WORK TO COMPLETE:
A. In the basketball signings passage, rewrite everything from "Victor Oladipo, Miami" down to "for greater value.", swapping "Heat" for "team".
B. Answer these from the basketball signings passage:
(i) How old is Victor Oladipo?
(ii) How many games did Oladipo play over the past two seasons, out of how many possible?
(iii) Which two players did the Denver Nuggets and Utah Jazz retain?
C. Pick up the basketball signings passage after its final sentence and carry it further.

PROVIDED TEXT:

◇ ◇ ◇

Griffin is nowhere near the perennial All-Star level he maintained when healthy for much of last decade, but he was still a playoff rotational player for a Nets team that would have won the championship if healthy. The Denver Nuggets and Utah Jazz paid $17 and $12 million over the next two years to retain JaMychal Green and Rudy Gay for similar roles. A better chance to win a ring was apparently worth the difference for Griffin.

Victor Oladipo, Miami Heat (1 year, $2.4 million)

  • Age: 29

  • Stats (32.7 MPG): 19.8 PPG (41/33/75), 4.8 RPG, 4.6 APG (2.5 TO), 1.8 S/BPG, 14.3 PER

Oladipo has not been the same player since injuring his knee in January 2019, registering the two least efficient campaigns of his career while playing only 52 of 146 possible games over the past two seasons. He has shown signs of his former self in that span, including an 18-point performance on eight shots in 25 minutes before re-injury his right knee in his last appearance with the Heat. If Miami gets even one of those performances in the playoffs, Oladipo's contract will be worth it, and the potential is there for greater value.

◇ ◇ ◇

DATA BLOCK:
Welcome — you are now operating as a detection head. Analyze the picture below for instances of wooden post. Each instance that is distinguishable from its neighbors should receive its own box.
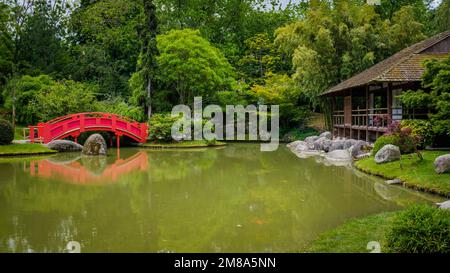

◇ ◇ ◇

ANSWERS BY TASK:
A.
Victor Oladipo, Miami team (1 year, $2.4 million)

  • Age: 29

  • Stats (32.7 MPG): 19.8 PPG (41/33/75), 4.8 RPG, 4.6 APG (2.5 TO), 1.8 S/BPG, 14.3 PER

Oladipo has not been the same player since injuring his knee in January 2019, registering the two least efficient campaigns of his career while playing only 52 of 146 possible games over the past two seasons. He has shown signs of his former self in that span, including an 18-point performance on eight shots in 25 minutes before re-injury his right knee in his last appearance with the team. If Miami gets even one of those performances in the playoffs, Oladipo's contract will be worth it, and the potential is there for greater value.

B.
(i) 29
(ii) 52 of 146 possible games
(iii) JaMychal Green and Rudy Gay

C.
Otto Porter Jr., Golden State Warriors (1 year, $2.4 million)

  • Age: 28

  • Stats (21.6 MPG): 9.7 PPG (43/38/86), 5.4 RPG, 2.0 APG (0.9 TO), 0.7 S/BPG, 14.5 PER

Porter was overpaid the moment he signed his $106.5 million max contract with the Washington Wizards in 2017 and remained that way on stops in Chicago and Orlando over the four years since. He is now severely underpaid at the veteran minimum. His length, versatility and shooting ability (40.2% from 3 for his career) are a perfect fit in an offense helmed by Stephen Curry, and Porter will only benefit from Warriors culture.

Malik Monk, Los Angeles Lakers (1 year, $1.8 million)

  • Age: 23

  • Stats (20.9 MPG): 11.7 PPG (43/40/82), 2.4 RPG, 2.1 APG (1.3 TO), 0.6 S/BPG, 13.6 PER

The Lakers surrounded superstars LeBron James and Anthony Davis with a host of aging veterans, but lost in the news of Carmelo Anthony and company signing in L.A. was Monk's minimum deal. He is a 23-year-old University of Kentucky product and former lottery pick who shot 40.1% on five 3-point attempts per game for the Charlotte Hornets last season. His looks will only get better surrounded by Hall of Famers.

Honorable mentions

Tim Hardaway Jr., Dallas Mavericks (4 years, $74 million)

Rudy Gay, Utah Jazz (2 years, $12 million)

Jeff Green, Denver Nuggets (2 years, $10 million)

Georges Niang, Philadelphia 76ers (2 years, $6.7 million)

Nicolas Batum, Los Angeles Clippers (2 years, $6.3 million)

Sterling Brown, Dallas Mavericks (2 years, $6.2 million)

JaVale McGee, Phoenix Suns (1 year, $5 million)

Ish Smith, Charlotte Hornets (1 year, $4.5 million)

Cody Zeller, Portland Trail Blazers (1 year, $2.4 million)

Nemanja Bjelica, Golden State Warriors (1 year, $2.1 million)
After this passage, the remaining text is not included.